PASSAGE GIVEN:
----
Heroes Never Rust #52: Choice Over Power

Heroes Never Rust #52 by Sean Ironman

Choice Over Power

he other day I was driving down I-4 and thinking about Harry Potter and how much I don’t give a shit. Living in Orlando, I can’t escape all this talk about the new section of Harry Potter opening at Universal Studios. I was given the first book a couple of years ago, but I’ve only read the first chapter. Yeah, yeah, I know I should read it. I’ve been hearing that since the first movie was released. But I just don’t care. I thought most of the movies ranged from bad to okay, with a couple of them being good.

So I’m driving and thinking about how I don’t care about Harry Potter and I don’t want to read the books and I figured out why. I hate the character of Harry Potter. I think the story would be much more interesting if he was killed toward the beginning and Hermione, who is clearly the best character in the story, had to fight against Voldemort and his gang. I don’t care for characters who are special. Something happened to Harry Potter that he had no control over and now he’s some special kid who’s the only one who can defeat the great big bad guy. Give me a break. I know it’s not quite fate, but it’s close. I don’t like characters who are special so that they are the only ones who can save the day. It’s boring.

Yet, I love the X-Men, a group of superheroes born with superpowers. For a minute, I was stumped. How can I dislike a story that focuses on a character who’s in a situation he has no control over and like a story that focuses on characters who are in a situation they have no control over?

Muties1

In 2002, there was a mini-series called Muties. The difference between a mutant and Harry Potter, in regards to my earlier issue, is that mutants might get superpowers, but that doesn’t make them superheroes. They are hated and feared for who they are. They are killed for who they are. If Harry Potter was born a wizard, and then had adventures just based on that, I might be into it. But being some special kid makes me think of greater issues in our society, of people thinking they’re special. No one is special. But that’s my own issues.

Back to Muties. The mini-series presented the daily life of mutants in the Marvel Universe, away from the X-Men. What’s it like to have mutant powers without having Professor Xavier and his school? Each of the six issues focused on a different character, unrelated to the other issues, and was drawn by a different artist. The first issue focused on Jared, a boy who was smart enough to skip three grades. As the youngest in high school, he’s picked on and doesn’t have many friends. His single friend is a girl he’s crushing on named Kate. The basic plot is young Jared likes Kate, but he walks in on Kate making out with one of the bullies. Jared asks Dunk, a bully who is having Jared do his homework, if he could get his friend to lay off Kate so Jared could have a shot. Dunk refuses and beats Jared. Then, poor Jared makes a poor decision. He gets his father’s gun and brings it to school. He fires at Kate, her boyfriend, and Dunk, killing Kate and Dunk. Then, Jared is taken to jail.
----
PROVIDED DATA:

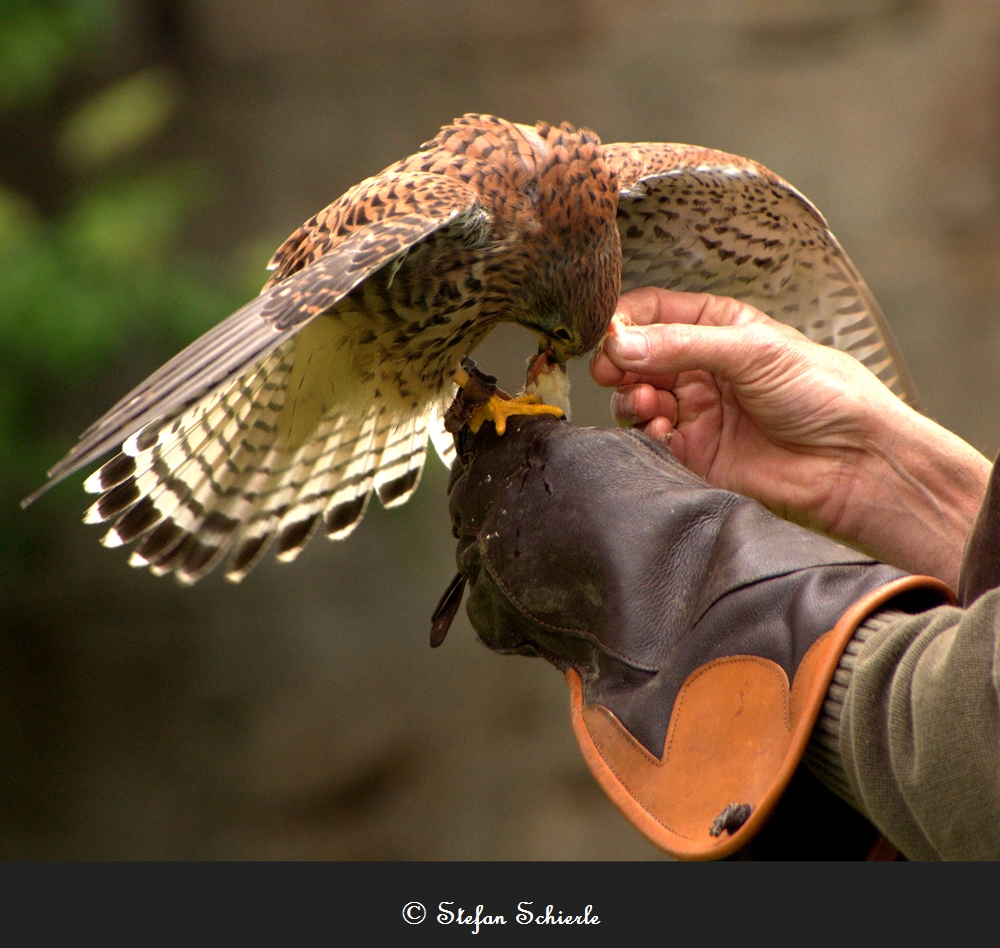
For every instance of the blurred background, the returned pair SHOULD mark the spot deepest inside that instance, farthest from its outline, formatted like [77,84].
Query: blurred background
[152,155]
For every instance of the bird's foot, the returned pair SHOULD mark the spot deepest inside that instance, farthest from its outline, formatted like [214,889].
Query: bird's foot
[498,410]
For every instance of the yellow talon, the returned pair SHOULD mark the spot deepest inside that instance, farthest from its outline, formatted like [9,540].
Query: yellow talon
[498,410]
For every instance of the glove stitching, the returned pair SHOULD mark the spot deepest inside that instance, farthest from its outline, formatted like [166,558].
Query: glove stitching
[576,633]
[621,780]
[768,666]
[673,725]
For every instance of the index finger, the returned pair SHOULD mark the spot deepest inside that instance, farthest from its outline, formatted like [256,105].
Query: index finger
[651,304]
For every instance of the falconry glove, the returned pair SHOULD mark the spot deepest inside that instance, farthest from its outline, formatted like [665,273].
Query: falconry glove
[697,631]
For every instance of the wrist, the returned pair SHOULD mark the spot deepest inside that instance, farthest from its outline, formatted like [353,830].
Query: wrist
[914,495]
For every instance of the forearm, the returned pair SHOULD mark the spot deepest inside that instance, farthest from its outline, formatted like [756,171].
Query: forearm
[913,496]
[910,732]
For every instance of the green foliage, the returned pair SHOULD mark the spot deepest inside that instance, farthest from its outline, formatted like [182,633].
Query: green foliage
[119,119]
[39,41]
[107,274]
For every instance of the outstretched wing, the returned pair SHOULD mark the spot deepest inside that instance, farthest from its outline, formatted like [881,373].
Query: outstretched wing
[321,263]
[701,220]
[205,471]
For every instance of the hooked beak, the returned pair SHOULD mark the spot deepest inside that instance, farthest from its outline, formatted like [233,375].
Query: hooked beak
[547,359]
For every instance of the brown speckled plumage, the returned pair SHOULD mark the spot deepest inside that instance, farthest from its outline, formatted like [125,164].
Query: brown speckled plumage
[288,414]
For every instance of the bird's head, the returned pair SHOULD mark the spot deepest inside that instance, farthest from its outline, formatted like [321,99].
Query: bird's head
[573,249]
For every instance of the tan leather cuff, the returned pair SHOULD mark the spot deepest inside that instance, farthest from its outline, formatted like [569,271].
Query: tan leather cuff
[737,732]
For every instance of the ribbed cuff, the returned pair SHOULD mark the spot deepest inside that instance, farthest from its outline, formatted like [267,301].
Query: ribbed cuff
[822,754]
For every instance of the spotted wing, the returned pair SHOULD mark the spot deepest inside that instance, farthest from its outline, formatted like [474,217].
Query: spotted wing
[704,221]
[205,473]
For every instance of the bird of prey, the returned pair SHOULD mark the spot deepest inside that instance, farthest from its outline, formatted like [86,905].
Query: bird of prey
[286,416]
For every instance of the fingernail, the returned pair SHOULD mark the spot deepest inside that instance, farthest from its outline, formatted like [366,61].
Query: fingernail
[630,344]
[623,407]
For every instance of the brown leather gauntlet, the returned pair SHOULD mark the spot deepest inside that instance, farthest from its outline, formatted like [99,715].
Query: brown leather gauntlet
[697,631]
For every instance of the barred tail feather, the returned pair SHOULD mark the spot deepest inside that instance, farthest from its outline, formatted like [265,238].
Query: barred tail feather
[216,482]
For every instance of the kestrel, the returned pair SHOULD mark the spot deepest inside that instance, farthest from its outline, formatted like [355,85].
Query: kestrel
[288,414]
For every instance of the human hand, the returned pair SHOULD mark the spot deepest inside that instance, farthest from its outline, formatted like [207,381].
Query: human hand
[673,608]
[755,407]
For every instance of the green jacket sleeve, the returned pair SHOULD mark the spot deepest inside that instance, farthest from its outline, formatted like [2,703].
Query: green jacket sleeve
[910,730]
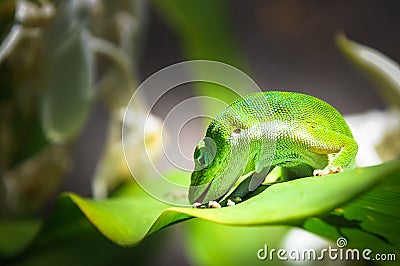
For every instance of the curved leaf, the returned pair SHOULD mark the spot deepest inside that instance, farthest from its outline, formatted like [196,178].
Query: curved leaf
[132,215]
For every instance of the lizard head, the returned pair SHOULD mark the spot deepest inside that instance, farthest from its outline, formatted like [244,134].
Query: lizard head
[214,174]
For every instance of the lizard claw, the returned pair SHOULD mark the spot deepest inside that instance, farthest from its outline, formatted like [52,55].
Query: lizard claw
[327,171]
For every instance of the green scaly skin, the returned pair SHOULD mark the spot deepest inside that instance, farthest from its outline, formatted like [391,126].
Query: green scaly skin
[298,132]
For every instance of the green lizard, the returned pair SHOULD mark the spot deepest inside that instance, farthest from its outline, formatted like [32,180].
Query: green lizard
[300,133]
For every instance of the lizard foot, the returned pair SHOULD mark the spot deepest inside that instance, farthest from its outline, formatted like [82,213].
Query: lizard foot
[327,171]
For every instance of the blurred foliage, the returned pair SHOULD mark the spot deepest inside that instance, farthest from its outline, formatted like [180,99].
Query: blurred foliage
[380,70]
[204,30]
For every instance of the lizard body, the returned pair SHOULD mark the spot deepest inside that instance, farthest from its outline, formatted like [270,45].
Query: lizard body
[298,132]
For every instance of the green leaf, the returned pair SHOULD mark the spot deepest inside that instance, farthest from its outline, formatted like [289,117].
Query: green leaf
[379,69]
[132,214]
[68,238]
[369,221]
[208,243]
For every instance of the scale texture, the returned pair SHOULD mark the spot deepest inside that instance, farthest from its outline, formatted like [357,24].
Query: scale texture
[297,132]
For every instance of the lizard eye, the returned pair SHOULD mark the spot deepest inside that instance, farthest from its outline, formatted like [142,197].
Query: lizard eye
[204,153]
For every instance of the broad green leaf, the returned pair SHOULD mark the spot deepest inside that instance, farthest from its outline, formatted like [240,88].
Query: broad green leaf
[379,69]
[132,215]
[68,238]
[209,243]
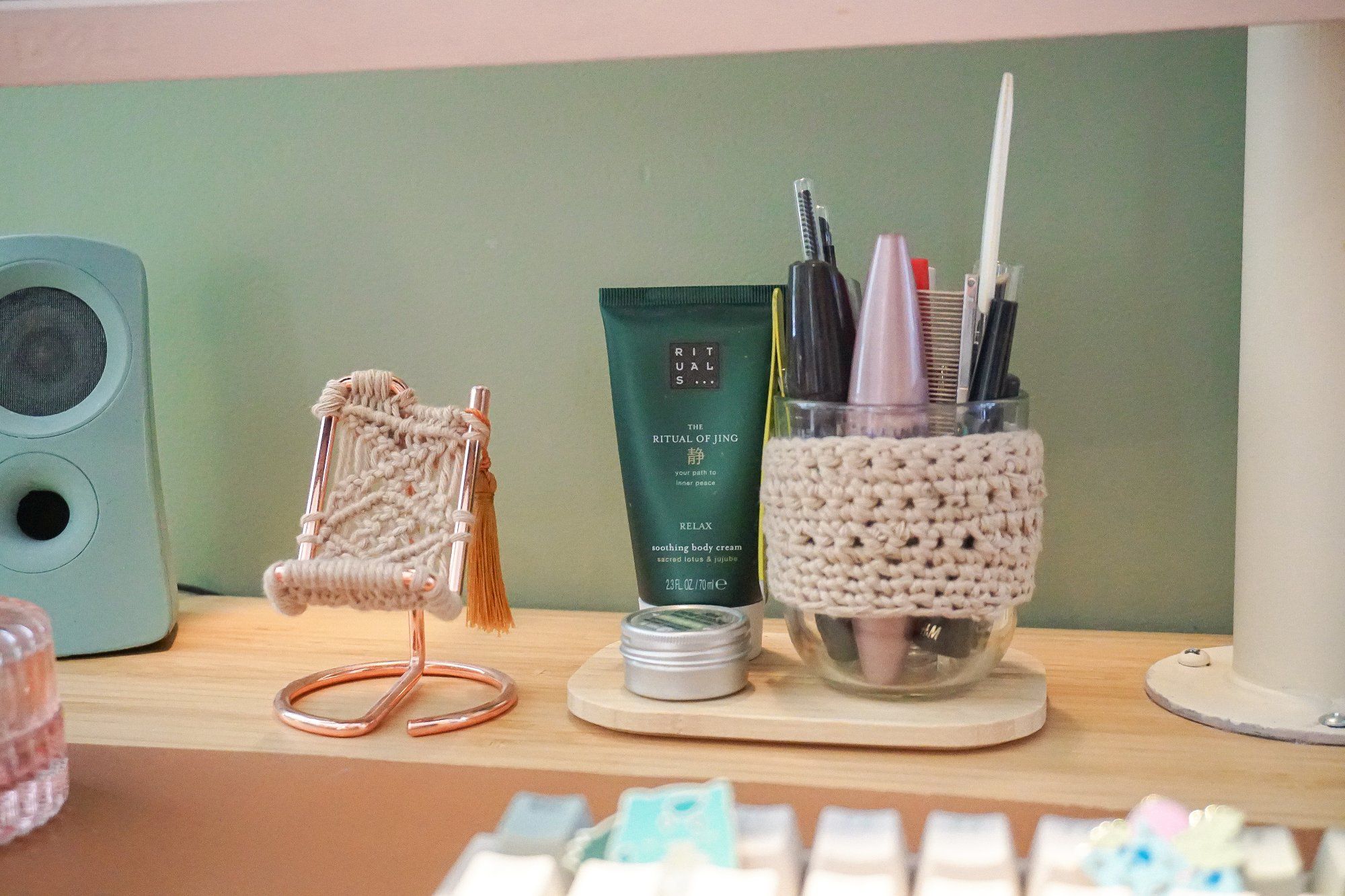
----
PROBLEM SET:
1 > Answer these questions from the column:
(a) In what city does the writer live?
(b) In what year did the Muties mini-series appear?
(c) How many issues made up Muties?
2 > Reproduce a section of the column word for word, beginning at the words "In 2002, there" and stopping after the words "my own issues.".

ANSWERS TO THE TASKS:
1 >
(a) Orlando
(b) 2002
(c) Six

2 >
In 2002, there was a mini-series called Muties. The difference between a mutant and Harry Potter, in regards to my earlier issue, is that mutants might get superpowers, but that doesn’t make them superheroes. They are hated and feared for who they are. They are killed for who they are. If Harry Potter was born a wizard, and then had adventures just based on that, I might be into it. But being some special kid makes me think of greater issues in our society, of people thinking they’re special. No one is special. But that’s my own issues.